● **The task**
Could you output, as a JSON list of strings with one string per line and no blank lines, only the lines below from the line containing "Game engine object recognition — detect beard" up to and including the line containing "179, 167, 277, 236"?

(Image annotation data)
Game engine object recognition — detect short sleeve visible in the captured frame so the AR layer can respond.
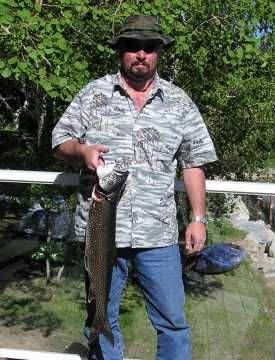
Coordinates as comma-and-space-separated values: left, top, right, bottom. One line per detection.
52, 87, 92, 149
177, 99, 217, 168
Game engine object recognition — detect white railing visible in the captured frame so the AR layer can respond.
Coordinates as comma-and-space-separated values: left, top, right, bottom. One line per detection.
0, 348, 81, 360
0, 170, 275, 196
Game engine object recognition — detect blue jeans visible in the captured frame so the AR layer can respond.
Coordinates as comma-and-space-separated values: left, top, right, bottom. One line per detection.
84, 245, 192, 360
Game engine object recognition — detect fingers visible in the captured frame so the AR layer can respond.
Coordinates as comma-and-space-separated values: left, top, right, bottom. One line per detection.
185, 223, 206, 254
84, 144, 109, 170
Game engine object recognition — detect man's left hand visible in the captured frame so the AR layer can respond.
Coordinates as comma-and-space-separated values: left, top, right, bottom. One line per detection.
185, 221, 206, 254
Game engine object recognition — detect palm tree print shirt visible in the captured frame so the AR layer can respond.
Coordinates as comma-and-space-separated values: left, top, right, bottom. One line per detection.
53, 73, 216, 248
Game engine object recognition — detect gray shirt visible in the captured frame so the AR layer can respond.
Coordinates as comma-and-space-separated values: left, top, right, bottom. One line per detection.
53, 74, 216, 248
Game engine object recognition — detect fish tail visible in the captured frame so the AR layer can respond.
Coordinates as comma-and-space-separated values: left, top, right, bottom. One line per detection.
89, 320, 115, 347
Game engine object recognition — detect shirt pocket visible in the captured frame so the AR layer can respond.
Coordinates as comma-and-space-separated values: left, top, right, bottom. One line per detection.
84, 127, 132, 161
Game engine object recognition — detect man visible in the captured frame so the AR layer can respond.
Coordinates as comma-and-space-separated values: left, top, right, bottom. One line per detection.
53, 16, 216, 360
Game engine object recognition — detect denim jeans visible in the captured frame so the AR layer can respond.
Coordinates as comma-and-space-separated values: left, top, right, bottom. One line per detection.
84, 245, 192, 360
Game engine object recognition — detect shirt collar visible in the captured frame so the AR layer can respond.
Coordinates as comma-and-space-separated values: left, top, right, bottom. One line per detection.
112, 71, 164, 101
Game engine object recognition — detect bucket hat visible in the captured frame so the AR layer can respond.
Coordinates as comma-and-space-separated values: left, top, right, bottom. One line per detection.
107, 15, 175, 50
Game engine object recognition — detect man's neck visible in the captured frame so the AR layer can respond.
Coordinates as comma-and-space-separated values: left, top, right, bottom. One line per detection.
122, 75, 155, 112
121, 73, 155, 93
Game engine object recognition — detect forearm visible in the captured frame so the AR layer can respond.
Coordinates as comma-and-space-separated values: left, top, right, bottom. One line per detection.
54, 139, 109, 170
183, 168, 206, 216
54, 139, 87, 163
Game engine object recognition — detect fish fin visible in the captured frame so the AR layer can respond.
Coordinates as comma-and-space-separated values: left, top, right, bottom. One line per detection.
89, 320, 115, 347
102, 321, 115, 347
88, 285, 95, 303
84, 256, 88, 272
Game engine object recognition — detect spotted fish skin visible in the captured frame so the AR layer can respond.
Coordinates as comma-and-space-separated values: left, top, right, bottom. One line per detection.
84, 161, 128, 346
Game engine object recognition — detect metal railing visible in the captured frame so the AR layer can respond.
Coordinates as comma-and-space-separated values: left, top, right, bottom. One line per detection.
0, 170, 275, 360
0, 170, 275, 196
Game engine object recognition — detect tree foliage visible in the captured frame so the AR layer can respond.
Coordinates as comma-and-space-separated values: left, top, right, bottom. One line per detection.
0, 0, 275, 179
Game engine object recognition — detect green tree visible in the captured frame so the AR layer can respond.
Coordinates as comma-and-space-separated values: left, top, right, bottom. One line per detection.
0, 0, 275, 179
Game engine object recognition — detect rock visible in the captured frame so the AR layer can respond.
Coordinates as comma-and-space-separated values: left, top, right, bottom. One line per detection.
231, 198, 275, 278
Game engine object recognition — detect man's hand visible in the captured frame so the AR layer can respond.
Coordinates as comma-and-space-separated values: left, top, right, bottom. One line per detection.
185, 221, 206, 254
81, 144, 109, 170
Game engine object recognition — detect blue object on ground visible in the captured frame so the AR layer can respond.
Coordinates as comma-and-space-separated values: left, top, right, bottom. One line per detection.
192, 243, 246, 275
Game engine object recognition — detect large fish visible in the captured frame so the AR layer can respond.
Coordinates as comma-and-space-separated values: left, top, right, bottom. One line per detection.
84, 161, 128, 345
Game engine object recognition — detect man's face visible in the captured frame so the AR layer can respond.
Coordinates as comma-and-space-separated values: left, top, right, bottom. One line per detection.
119, 39, 161, 81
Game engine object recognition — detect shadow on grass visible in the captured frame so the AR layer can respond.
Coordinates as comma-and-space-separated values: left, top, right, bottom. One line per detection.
0, 295, 62, 336
65, 342, 88, 358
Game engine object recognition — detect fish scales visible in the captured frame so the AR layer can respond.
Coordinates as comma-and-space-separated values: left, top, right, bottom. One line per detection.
85, 161, 129, 346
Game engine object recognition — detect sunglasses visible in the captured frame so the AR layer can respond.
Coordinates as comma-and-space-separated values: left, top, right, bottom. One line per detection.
122, 40, 160, 54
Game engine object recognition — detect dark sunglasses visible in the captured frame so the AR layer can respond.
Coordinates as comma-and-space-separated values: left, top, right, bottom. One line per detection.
122, 40, 160, 54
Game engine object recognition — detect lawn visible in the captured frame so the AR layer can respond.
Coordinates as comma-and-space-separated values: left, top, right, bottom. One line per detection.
0, 219, 275, 360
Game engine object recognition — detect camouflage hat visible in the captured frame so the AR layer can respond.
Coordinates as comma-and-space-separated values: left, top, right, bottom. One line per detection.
107, 15, 175, 50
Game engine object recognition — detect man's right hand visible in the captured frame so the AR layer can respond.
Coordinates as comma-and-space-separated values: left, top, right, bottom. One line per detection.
80, 144, 109, 170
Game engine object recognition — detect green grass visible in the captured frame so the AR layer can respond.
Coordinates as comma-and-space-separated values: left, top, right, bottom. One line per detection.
265, 151, 275, 168
0, 221, 275, 360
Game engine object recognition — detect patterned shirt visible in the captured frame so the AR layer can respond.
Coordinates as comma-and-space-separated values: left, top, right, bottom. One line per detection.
53, 73, 216, 248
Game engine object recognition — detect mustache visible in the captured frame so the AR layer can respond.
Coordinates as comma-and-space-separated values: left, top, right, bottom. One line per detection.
132, 60, 149, 67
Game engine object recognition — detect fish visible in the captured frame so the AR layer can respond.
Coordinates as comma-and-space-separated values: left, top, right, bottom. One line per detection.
84, 160, 129, 346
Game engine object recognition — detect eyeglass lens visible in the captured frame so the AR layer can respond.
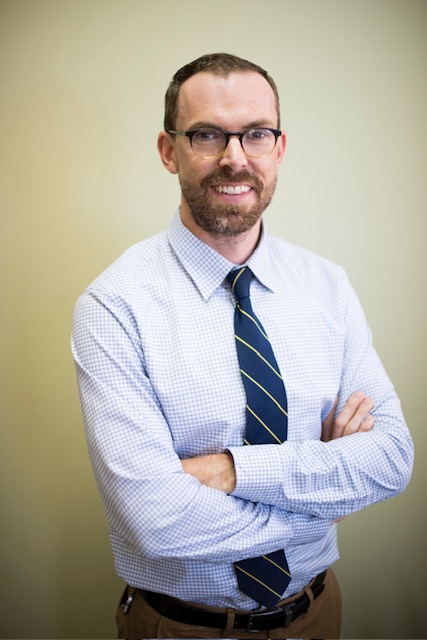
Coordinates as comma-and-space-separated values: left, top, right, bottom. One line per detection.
191, 129, 276, 158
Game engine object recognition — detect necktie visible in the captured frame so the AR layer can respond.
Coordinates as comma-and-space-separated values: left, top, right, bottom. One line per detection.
227, 267, 291, 608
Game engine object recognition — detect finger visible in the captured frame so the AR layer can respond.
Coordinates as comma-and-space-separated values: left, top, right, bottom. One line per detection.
321, 396, 338, 442
343, 398, 374, 436
359, 413, 375, 432
332, 391, 366, 439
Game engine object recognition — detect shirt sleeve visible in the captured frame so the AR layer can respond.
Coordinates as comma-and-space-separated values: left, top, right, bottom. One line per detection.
230, 272, 413, 519
72, 290, 330, 562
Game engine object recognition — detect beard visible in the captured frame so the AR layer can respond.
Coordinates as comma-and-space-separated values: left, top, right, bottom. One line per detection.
179, 167, 277, 236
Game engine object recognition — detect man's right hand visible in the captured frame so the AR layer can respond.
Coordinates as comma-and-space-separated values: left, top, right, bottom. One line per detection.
321, 391, 375, 442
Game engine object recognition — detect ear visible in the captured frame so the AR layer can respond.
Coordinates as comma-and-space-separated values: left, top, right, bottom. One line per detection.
157, 131, 178, 173
276, 131, 286, 164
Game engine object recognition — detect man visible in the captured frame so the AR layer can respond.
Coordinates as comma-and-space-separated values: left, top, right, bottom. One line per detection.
72, 54, 413, 639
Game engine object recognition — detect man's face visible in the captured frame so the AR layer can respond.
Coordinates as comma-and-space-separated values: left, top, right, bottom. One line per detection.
166, 72, 285, 236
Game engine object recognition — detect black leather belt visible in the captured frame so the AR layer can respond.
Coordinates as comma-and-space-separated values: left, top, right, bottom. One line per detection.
139, 571, 326, 631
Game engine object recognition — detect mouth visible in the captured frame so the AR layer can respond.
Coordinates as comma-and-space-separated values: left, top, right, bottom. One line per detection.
212, 184, 252, 196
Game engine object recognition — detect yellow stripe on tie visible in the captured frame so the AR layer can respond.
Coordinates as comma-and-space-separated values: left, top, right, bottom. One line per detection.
262, 556, 291, 577
234, 556, 282, 600
234, 334, 283, 380
231, 267, 246, 294
240, 369, 288, 416
246, 404, 282, 444
236, 302, 270, 342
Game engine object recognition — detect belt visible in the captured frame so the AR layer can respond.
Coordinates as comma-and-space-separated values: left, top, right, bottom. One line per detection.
139, 571, 326, 632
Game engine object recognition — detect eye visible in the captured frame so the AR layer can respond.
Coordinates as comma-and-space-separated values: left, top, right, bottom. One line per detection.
194, 129, 224, 143
245, 129, 272, 142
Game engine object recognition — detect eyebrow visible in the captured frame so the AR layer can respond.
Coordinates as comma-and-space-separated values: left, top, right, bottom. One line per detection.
187, 120, 275, 132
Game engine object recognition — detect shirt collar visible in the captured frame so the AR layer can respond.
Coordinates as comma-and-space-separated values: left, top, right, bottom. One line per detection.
167, 209, 274, 300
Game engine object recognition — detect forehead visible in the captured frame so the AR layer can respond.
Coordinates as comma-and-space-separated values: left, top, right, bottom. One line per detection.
177, 71, 278, 130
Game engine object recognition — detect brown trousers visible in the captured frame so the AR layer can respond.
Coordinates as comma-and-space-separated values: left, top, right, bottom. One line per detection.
116, 569, 341, 640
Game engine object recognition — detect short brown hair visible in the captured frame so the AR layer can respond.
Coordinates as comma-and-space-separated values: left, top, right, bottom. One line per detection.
163, 53, 280, 131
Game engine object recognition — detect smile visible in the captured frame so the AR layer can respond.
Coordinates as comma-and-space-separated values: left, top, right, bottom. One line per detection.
213, 184, 252, 196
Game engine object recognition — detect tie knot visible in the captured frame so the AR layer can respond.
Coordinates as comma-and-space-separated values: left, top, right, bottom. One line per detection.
227, 267, 252, 301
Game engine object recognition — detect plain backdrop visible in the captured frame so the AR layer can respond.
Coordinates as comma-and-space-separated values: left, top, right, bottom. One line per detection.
0, 0, 427, 639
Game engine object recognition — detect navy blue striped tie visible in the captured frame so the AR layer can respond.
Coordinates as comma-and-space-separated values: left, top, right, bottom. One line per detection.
227, 267, 291, 608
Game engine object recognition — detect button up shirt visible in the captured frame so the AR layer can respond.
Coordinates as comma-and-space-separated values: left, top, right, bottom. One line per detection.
72, 212, 413, 609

● **Written solution**
[
  "Game engine object recognition — detect beard visible in the captured frame so the AR layer can respond.",
  "Coordinates as comma-and-space-separated values: left, top, right, bottom. One line per detection.",
  "179, 167, 277, 236"
]